---------- Document passage
Lobular carcinoma begins in the lobes or lobules (glands that make breast milk). The lobules are connected to the ducts, which carry breast milk to the nipple.
- Lobular carcinoma in situ (LCIS): This type of cancer begins in the lobules and does not typically spread through the wall of the lobules to the surrounding breast tissue or other parts of the body. While these abnormal cells seldom become invasive cancer, their presence indicates an increased risk of developing breast cancer later.
- Invasive lobular carcinoma (ILC): Cancer starts in the lobules, invades nearby tissue and can spread (metastasize) to distant parts of the body. This breast cancer type accounts for about 1 out of 10 invasive breast cancers.
When abnormal cells form in the lobules, or milk-producing glands, of the breast, it is called lobular carcinoma in situ, or LCIS. This uncommon condition is not a type of breast cancer. Rather, women with LCIS have a greater risk of developing invasive breast cancer in either breast. About 25 percent of women with LCIS will develop breast cancer at some point in their lifetime. This subsequent breast cancer may occur in either breast, and may appear in the lobules or in the ducts.
--------------------
---------- Excerpted data
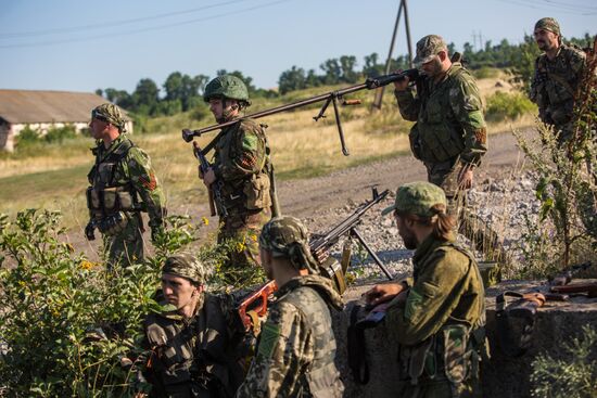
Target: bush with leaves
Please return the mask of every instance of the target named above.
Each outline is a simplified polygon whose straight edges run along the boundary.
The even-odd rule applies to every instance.
[[[74,253],[58,213],[0,216],[0,390],[132,396],[136,381],[120,360],[142,351],[142,319],[161,309],[153,297],[165,257],[195,242],[201,228],[188,217],[168,223],[153,257],[109,272]],[[202,246],[196,256],[208,267],[224,260],[220,246]]]
[[[542,354],[531,367],[533,397],[594,398],[597,397],[597,331],[584,325],[582,336],[566,344],[566,359]],[[593,359],[592,359],[593,358]]]

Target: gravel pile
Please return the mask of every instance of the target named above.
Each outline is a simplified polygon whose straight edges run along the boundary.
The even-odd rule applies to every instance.
[[[534,221],[538,213],[539,203],[535,198],[534,187],[535,178],[531,172],[525,172],[500,180],[487,178],[478,182],[477,187],[468,193],[471,210],[492,226],[504,240],[504,246],[515,259],[520,256],[519,245],[521,234],[525,230],[525,219]],[[381,215],[381,210],[390,206],[394,202],[394,192],[390,192],[384,201],[367,211],[357,230],[390,272],[395,278],[403,278],[412,270],[414,252],[404,247],[393,217]],[[341,208],[319,211],[314,217],[305,218],[304,221],[309,231],[323,234],[351,216],[358,205],[359,203],[351,201]],[[459,241],[468,244],[463,236],[459,236]],[[340,257],[342,244],[343,240],[331,249],[332,255]],[[478,257],[478,259],[482,259],[479,253]],[[350,271],[356,278],[357,284],[385,279],[373,259],[364,249],[359,251],[356,243],[353,244],[353,260]]]

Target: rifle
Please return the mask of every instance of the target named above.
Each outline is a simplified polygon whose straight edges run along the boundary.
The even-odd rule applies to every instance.
[[[293,102],[293,103],[290,103],[290,104],[276,106],[276,107],[265,110],[265,111],[261,111],[261,112],[255,112],[251,115],[244,116],[244,118],[258,119],[261,117],[274,115],[274,114],[277,114],[277,113],[280,113],[280,112],[292,111],[292,110],[295,110],[297,107],[302,107],[302,106],[306,106],[306,105],[310,105],[310,104],[314,104],[314,103],[317,103],[317,102],[325,101],[323,105],[321,106],[321,110],[319,111],[319,114],[317,114],[317,116],[313,117],[313,119],[315,121],[317,121],[320,118],[326,117],[326,111],[328,110],[328,106],[331,103],[333,105],[333,112],[334,112],[334,116],[335,116],[335,125],[338,127],[338,133],[340,136],[340,143],[342,145],[342,153],[344,154],[344,156],[348,156],[350,152],[348,152],[348,149],[346,147],[346,142],[344,141],[344,130],[342,129],[342,121],[340,119],[340,112],[338,111],[339,102],[341,101],[340,103],[342,105],[358,105],[358,104],[360,104],[359,100],[344,100],[343,97],[346,95],[346,94],[356,92],[356,91],[365,90],[365,89],[367,89],[367,90],[377,89],[379,87],[386,86],[386,85],[389,85],[391,82],[394,82],[394,81],[404,80],[407,77],[410,81],[418,80],[419,77],[420,77],[419,69],[407,69],[407,70],[401,72],[398,74],[390,74],[390,75],[382,75],[382,76],[378,76],[378,77],[369,77],[365,80],[365,82],[363,82],[360,85],[346,87],[344,89],[340,89],[340,90],[336,90],[336,91],[330,91],[330,92],[327,92],[325,94],[315,95],[315,97],[312,97],[312,98],[308,98],[308,99],[305,99],[305,100],[301,100],[301,101],[296,101],[296,102]],[[186,142],[191,142],[194,137],[201,137],[202,134],[204,134],[208,131],[213,131],[213,130],[217,130],[217,129],[223,129],[223,131],[224,131],[225,127],[232,126],[237,123],[239,123],[239,119],[226,121],[226,123],[218,124],[218,125],[212,125],[212,126],[204,127],[204,128],[198,129],[198,130],[183,129],[182,130],[182,139]],[[203,149],[203,151],[202,151],[203,155],[207,154],[216,145],[216,142],[221,137],[223,131],[220,131]]]
[[[201,146],[199,146],[199,143],[196,141],[193,142],[193,154],[199,161],[199,168],[201,169],[201,174],[205,176],[205,172],[207,172],[212,165],[201,151]],[[228,211],[226,211],[226,206],[224,205],[224,201],[221,200],[221,185],[223,182],[218,179],[207,190],[209,195],[209,213],[212,216],[216,215],[216,208],[220,217],[228,216]]]

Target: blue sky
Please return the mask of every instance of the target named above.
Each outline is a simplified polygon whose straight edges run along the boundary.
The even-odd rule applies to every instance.
[[[175,70],[239,69],[277,86],[293,65],[378,52],[384,60],[396,0],[0,0],[0,89],[132,91]],[[409,0],[412,41],[442,35],[461,48],[519,42],[536,20],[558,18],[564,37],[596,34],[592,0]],[[406,53],[404,18],[394,54]]]

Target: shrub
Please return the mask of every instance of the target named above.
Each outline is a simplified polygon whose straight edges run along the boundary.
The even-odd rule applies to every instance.
[[[536,112],[536,105],[523,93],[496,91],[493,95],[487,98],[487,111],[485,115],[487,120],[492,121],[505,118],[513,120],[517,117],[532,112]]]

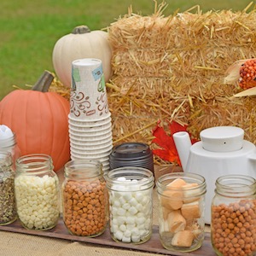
--------------------
Work instructions:
A. In the lobular carcinoma text, rewrite the paragraph beginning "When abnormal cells form in the lobules" as a short bulleted list that keeps its main facts.
B. According to the lobular carcinoma text, what share of invasive breast cancers does invasive lobular carcinoma account for?
The stored lines play no part in the work on the lobular carcinoma text.

Solutions for each task:
A.
- LCIS is when abnormal cells form in the lobules (milk-producing glands) of the breast.
- It is uncommon and is not a type of breast cancer.
- Women with LCIS have a greater risk of invasive breast cancer in either breast.
- About 25 percent of them will develop breast cancer at some point in their lifetime.
- That later cancer may occur in either breast, in the lobules or in the ducts.

B. About 1 out of 10 invasive breast cancers.